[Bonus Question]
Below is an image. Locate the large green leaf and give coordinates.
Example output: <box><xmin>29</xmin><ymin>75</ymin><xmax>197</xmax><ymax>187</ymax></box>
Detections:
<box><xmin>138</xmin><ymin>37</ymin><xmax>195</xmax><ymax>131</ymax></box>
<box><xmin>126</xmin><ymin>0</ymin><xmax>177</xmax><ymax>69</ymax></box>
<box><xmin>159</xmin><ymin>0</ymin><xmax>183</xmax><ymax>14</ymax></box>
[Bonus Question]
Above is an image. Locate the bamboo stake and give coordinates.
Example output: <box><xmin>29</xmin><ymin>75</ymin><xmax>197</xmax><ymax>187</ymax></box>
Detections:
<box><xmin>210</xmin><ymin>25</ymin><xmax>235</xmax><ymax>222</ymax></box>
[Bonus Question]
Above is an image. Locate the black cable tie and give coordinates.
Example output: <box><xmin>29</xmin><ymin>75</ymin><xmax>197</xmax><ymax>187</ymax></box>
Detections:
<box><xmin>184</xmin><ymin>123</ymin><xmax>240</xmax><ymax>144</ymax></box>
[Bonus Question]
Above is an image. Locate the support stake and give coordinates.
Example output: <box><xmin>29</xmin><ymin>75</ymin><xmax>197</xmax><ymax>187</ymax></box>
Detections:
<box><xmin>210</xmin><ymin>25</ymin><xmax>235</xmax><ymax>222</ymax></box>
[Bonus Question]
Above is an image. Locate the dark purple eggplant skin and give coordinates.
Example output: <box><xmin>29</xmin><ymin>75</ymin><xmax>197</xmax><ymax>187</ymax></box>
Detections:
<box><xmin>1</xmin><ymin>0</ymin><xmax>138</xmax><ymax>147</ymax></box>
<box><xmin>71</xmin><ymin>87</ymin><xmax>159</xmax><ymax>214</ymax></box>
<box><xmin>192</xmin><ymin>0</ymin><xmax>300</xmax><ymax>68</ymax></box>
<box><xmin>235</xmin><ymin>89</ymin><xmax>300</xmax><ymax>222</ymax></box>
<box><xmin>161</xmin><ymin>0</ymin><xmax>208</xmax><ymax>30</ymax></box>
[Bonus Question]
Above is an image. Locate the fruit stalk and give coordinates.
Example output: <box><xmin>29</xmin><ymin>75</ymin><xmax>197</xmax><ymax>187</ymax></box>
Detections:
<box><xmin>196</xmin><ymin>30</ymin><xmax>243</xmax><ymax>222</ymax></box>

(Problem to solve)
Extract all lines as given.

(Exercise output)
[Bonus Question]
Below is an image. Locate the large green leaf and give coordinates.
Example output: <box><xmin>29</xmin><ymin>75</ymin><xmax>197</xmax><ymax>187</ymax></box>
Detections:
<box><xmin>138</xmin><ymin>37</ymin><xmax>195</xmax><ymax>131</ymax></box>
<box><xmin>126</xmin><ymin>0</ymin><xmax>177</xmax><ymax>69</ymax></box>
<box><xmin>159</xmin><ymin>0</ymin><xmax>183</xmax><ymax>14</ymax></box>
[Bonus Question]
Above is an image. Locate the bamboo stake and give coordinates.
Example output: <box><xmin>29</xmin><ymin>75</ymin><xmax>197</xmax><ymax>187</ymax></box>
Detections:
<box><xmin>210</xmin><ymin>25</ymin><xmax>235</xmax><ymax>222</ymax></box>
[Bonus Question]
Above is an image. Locate the black cable tie and give coordinates.
Example output: <box><xmin>29</xmin><ymin>75</ymin><xmax>197</xmax><ymax>187</ymax></box>
Detections:
<box><xmin>184</xmin><ymin>123</ymin><xmax>240</xmax><ymax>144</ymax></box>
[Bonus Question]
Above is an image. Locate the support stake and give coordinates.
Example output: <box><xmin>29</xmin><ymin>75</ymin><xmax>197</xmax><ymax>187</ymax></box>
Detections:
<box><xmin>210</xmin><ymin>25</ymin><xmax>235</xmax><ymax>222</ymax></box>
[Bonus Question]
Above is an image. Locate the dark purple eggplant skin and give coordinates.
Example output: <box><xmin>29</xmin><ymin>75</ymin><xmax>197</xmax><ymax>187</ymax></box>
Detections:
<box><xmin>1</xmin><ymin>0</ymin><xmax>138</xmax><ymax>147</ymax></box>
<box><xmin>71</xmin><ymin>87</ymin><xmax>159</xmax><ymax>214</ymax></box>
<box><xmin>192</xmin><ymin>0</ymin><xmax>300</xmax><ymax>68</ymax></box>
<box><xmin>235</xmin><ymin>89</ymin><xmax>300</xmax><ymax>222</ymax></box>
<box><xmin>161</xmin><ymin>0</ymin><xmax>208</xmax><ymax>30</ymax></box>
[Bonus Question]
Above is an image. Locate the fruit stalk and give coordinates.
Example output: <box><xmin>29</xmin><ymin>75</ymin><xmax>197</xmax><ymax>187</ymax></box>
Detections:
<box><xmin>196</xmin><ymin>30</ymin><xmax>243</xmax><ymax>222</ymax></box>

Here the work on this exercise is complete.